INPUT MATERIAL:

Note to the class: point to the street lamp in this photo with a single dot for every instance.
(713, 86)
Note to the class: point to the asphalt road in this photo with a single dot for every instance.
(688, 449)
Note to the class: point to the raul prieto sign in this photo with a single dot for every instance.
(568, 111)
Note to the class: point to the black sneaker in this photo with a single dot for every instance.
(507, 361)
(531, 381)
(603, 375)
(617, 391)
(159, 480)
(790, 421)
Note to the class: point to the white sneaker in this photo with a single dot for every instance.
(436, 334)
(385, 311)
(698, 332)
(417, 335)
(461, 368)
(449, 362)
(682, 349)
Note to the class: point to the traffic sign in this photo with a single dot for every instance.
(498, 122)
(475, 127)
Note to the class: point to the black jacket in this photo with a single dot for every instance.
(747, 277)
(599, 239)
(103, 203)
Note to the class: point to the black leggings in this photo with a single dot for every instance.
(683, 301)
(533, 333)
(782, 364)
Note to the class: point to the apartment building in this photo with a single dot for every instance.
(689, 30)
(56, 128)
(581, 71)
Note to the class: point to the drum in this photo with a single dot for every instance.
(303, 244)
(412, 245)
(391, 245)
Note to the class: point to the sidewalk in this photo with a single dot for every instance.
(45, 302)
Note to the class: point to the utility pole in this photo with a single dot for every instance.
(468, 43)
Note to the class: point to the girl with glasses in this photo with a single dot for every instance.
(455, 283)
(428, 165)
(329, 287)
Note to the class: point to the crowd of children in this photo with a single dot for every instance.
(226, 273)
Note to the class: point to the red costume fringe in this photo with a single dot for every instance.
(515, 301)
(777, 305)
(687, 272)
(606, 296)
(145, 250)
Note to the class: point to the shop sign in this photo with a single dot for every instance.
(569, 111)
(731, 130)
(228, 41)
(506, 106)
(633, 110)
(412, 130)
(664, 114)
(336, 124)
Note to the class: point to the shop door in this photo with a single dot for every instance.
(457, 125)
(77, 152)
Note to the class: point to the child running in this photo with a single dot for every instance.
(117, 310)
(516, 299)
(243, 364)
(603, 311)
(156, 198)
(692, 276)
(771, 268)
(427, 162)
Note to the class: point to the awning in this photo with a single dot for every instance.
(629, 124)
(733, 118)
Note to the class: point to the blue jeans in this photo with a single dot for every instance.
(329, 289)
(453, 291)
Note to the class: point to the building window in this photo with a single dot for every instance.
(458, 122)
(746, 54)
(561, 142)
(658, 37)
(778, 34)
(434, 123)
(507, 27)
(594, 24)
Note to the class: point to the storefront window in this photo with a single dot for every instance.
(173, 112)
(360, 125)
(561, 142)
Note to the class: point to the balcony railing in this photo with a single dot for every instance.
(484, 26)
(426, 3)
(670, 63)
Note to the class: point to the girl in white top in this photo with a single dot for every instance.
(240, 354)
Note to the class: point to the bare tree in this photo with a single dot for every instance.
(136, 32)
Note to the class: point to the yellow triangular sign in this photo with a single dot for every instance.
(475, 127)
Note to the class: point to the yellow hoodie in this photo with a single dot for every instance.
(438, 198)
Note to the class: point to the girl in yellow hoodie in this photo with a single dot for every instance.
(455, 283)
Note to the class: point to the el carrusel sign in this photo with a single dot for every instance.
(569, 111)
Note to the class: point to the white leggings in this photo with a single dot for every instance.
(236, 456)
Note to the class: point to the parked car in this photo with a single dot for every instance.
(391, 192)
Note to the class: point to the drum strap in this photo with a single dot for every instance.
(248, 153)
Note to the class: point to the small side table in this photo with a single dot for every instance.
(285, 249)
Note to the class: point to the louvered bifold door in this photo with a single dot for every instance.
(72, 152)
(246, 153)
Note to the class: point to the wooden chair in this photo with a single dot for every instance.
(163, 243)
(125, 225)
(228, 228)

WRITTEN TASK: Extract the complete set of records unchanged.

RESULT:
Note to the class: point to the street lamp in this photo with a single dot for every instance.
(713, 86)
Note to the class: point to the asphalt road in this photo with a single dot for every instance.
(688, 449)
Note to the class: point to the raul prieto sign in this photo with a single dot for every instance.
(568, 111)
Note to the class: point to the black sneaker in this photo with a single dot for every instance.
(507, 361)
(531, 381)
(603, 375)
(617, 391)
(159, 480)
(790, 421)
Note to the class: point to the white sneaker in this photo with a single dot for every instance.
(436, 334)
(385, 311)
(698, 332)
(417, 335)
(461, 368)
(449, 362)
(682, 349)
Note to the class: point to the traffic sign in this photo with a single dot for every instance.
(498, 122)
(475, 127)
Note to the class: point to the black jacket in this photo with a single dot for every instance.
(747, 277)
(599, 239)
(103, 203)
Note to the class: point to the black leggings in this photo with a single dot for every instance.
(683, 301)
(533, 333)
(782, 364)
Note to the class: point to the apartment building in this photo with a single dot for every instance.
(689, 30)
(56, 128)
(581, 71)
Note to the class: point to the drum in this photo with a single dot for every instance.
(303, 244)
(412, 245)
(391, 245)
Note to the class: point to the sidewalk in this photo with a single dot for every instance.
(45, 302)
Note to the class: point to the utility pole in this photo with a single dot for every instance.
(468, 43)
Note to the class: point to the girl with glasses in this photo with a single dot for every instance.
(455, 283)
(428, 165)
(329, 287)
Note to the class: point to the crowd of children in this photo with a single dot for every instance.
(226, 273)
Note to the class: point to the red costume fringe in this photo with a single dot for every instance.
(515, 301)
(777, 305)
(687, 272)
(606, 296)
(145, 250)
Note to the class: point to the shop sign in this photo with a single dot for every instance.
(569, 111)
(731, 130)
(228, 41)
(506, 106)
(633, 110)
(412, 130)
(664, 114)
(336, 124)
Note to the class: point to the shop door in this photo with a single dot for every instance.
(457, 125)
(77, 152)
Note to the class: point to the child running in this photo with a single dot for every instance.
(117, 310)
(516, 299)
(243, 364)
(603, 311)
(156, 198)
(692, 276)
(771, 268)
(427, 162)
Note to the class: point to the awning in this photo with a single dot for every instance.
(629, 124)
(733, 118)
Note to the class: point to the blue jeans in this photo with a single dot for every instance.
(329, 289)
(453, 291)
Note to the class: point to the building window in this photo with a single dot for every instance.
(458, 122)
(746, 54)
(561, 142)
(658, 37)
(778, 34)
(434, 123)
(507, 27)
(594, 24)
Note to the class: point to the storefront window in this photo with a single dot for every instance.
(173, 112)
(360, 125)
(561, 142)
Note to the class: point to the balcony railing in this photo with a single dot for every instance.
(484, 26)
(426, 3)
(670, 63)
Note to the class: point to the girl in white top in this photo with a single dot for every instance.
(240, 354)
Note to the class: point to the bare tree in this photo with a single dot for every instance.
(136, 32)
Note to the class: point to the yellow triangular sign in this photo with a single dot for every instance.
(475, 127)
Note to the class: point to the yellow hoodie in this photo with a single dot for every instance.
(438, 198)
Note to the class: point to the girl in yellow hoodie in this photo with a single dot for every instance.
(455, 283)
Note to the class: point to the el carrusel sign in this photo with a single dot for every instance.
(569, 111)
Note to the class: point to the white leggings in this photo with a single dot for every instance.
(236, 456)
Note to the class: point to the parked car in this photo with a single dot for every instance.
(391, 192)
Note to the class: point to the drum strap in this photo with a single dot for every instance.
(248, 153)
Note to the class: point to the small side table in this photo with a single dot for every instance.
(285, 249)
Note to the class: point to the louvered bifold door in this photo with a single dot for every instance.
(72, 152)
(246, 153)
Note to the class: point to the wooden chair in this photo with a single dot for every instance.
(163, 243)
(125, 225)
(228, 228)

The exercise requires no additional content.